### WHAT YOU NEED TO DO
In all of the records below, change "keypoint" to "marker" and leave everything else as it is.

### GIVEN INFORMATION
--- Start ---

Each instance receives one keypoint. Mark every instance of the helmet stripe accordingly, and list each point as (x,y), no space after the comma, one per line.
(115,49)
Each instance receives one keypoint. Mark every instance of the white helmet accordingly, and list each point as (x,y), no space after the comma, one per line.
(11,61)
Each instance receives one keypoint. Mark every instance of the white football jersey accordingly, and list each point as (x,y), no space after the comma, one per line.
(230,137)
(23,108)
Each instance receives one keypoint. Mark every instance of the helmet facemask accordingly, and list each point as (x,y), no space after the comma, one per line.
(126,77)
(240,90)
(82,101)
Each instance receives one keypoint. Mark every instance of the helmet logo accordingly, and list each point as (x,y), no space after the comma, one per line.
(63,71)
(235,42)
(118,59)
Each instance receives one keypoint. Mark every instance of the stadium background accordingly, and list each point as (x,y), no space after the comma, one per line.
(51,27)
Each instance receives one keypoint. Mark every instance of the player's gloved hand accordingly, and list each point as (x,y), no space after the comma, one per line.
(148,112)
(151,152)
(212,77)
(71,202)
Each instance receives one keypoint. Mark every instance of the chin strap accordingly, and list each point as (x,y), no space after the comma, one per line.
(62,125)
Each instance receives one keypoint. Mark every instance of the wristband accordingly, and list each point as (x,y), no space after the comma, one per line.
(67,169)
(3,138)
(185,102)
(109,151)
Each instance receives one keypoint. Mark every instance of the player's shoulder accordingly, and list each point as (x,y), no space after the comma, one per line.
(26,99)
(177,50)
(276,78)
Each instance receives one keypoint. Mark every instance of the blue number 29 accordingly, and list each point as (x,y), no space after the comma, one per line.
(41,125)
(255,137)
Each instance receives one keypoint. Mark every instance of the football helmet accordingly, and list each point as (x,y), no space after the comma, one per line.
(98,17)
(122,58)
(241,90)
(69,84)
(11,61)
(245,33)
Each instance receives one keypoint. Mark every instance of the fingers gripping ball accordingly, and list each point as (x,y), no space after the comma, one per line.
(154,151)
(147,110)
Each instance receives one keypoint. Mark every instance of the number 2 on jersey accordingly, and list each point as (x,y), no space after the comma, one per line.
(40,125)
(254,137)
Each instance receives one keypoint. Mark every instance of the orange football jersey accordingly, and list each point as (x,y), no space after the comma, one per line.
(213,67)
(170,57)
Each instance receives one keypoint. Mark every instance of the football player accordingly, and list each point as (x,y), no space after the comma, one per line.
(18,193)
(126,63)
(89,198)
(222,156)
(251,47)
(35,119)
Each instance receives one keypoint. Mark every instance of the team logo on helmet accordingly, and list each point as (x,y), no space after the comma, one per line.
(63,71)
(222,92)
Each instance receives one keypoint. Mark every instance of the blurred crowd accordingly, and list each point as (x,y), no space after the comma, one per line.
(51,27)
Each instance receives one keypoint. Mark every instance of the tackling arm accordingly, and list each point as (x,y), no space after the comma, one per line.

--- End ---

### THE OUTPUT
Each instance receives one marker. Mark every instance of the helmet stripe accordingly, and list each point as (x,y), no space after the comma, one per line.
(115,49)
Each instance receives one marker. Mark every instance of the white helmet accordingly, and list each point as (x,y), no space after the comma, one per line.
(11,61)
Each instance receives one marker. Mark every instance of the white football jersey accordingly, and list each point as (x,y), no space after the comma, one per line.
(230,137)
(23,108)
Each instance receives one marker. Mark every instance of the helmet facemask accordingly, and list each point as (x,y), no space after the comma, one per line.
(126,77)
(240,90)
(82,101)
Each instance receives one marker. Mark every instance of the helmet logo accordingly, and list each point as (x,y), no space after the comma, one per line.
(63,71)
(235,42)
(118,59)
Each instance receives one marker. Mark every instance of the stadium background accordingly, and list each point as (x,y), no space after the comma, one per line.
(51,27)
Each instance receives one marker. Mark every instance of the player's gloved hand accordingly, and list each point as (x,y), no space after the comma, one per line.
(148,112)
(151,152)
(212,77)
(71,202)
Each instance receives one marker. Mark every instance of the chin strap accordingly, and list each point as (x,y), no space after the comma, one per line.
(62,125)
Each instance receives one marker. Mark every instance of the wristband accordingly, and list each point as (x,y), no space after the comma, one per line.
(67,169)
(3,138)
(185,102)
(109,151)
Each instance receives one marker. Mark every instance of the player's shoulder accordingly, and list each point as (x,y), no space after the comma, one per line.
(26,99)
(177,50)
(276,78)
Each instance receives one marker. Mark every instance of the blue number 29 accordingly, and list each point as (x,y), no space after the comma, one per line.
(41,125)
(255,137)
Each instance receives one marker. Mark every instance of the football helmet accordingly, and list each point as (x,y), no space after the comma, one per line.
(98,17)
(122,58)
(241,90)
(69,84)
(11,61)
(245,33)
Each instance receives one marker. Mark every instance of the fingers gripping ball accordingly, and list each point as (x,y), no space after the comma, one per line.
(154,151)
(147,110)
Each instance receives one marker. Mark every instance of the number 2 on jersey accordingly, and list each point as (x,y), no space after the comma, one per line.
(40,125)
(254,137)
Each instance receives one marker. Mark every instance of the orange football jersey accordingly, and list each point as (x,y), no space after the comma, one per line.
(213,67)
(170,57)
Each instance receives one marker. Mark every instance of the football player accordingly, and list each point as (x,y), no space after the comma, one per line.
(18,193)
(126,63)
(89,198)
(222,156)
(251,47)
(35,119)
Each instance receives one marker. Mark every instance of the team logo on helmet accordingly, and list each point as (x,y), no space after the comma, one per line.
(63,71)
(222,92)
Each instance receives one marker. Mark every instance of the blurred crowd accordingly, and list each point as (x,y), no space after the comma, one per line.
(51,27)
Each instance receives one marker. Mark every instance of the tackling arm accordingly, and list each point as (x,y), no space after the comma, one per line.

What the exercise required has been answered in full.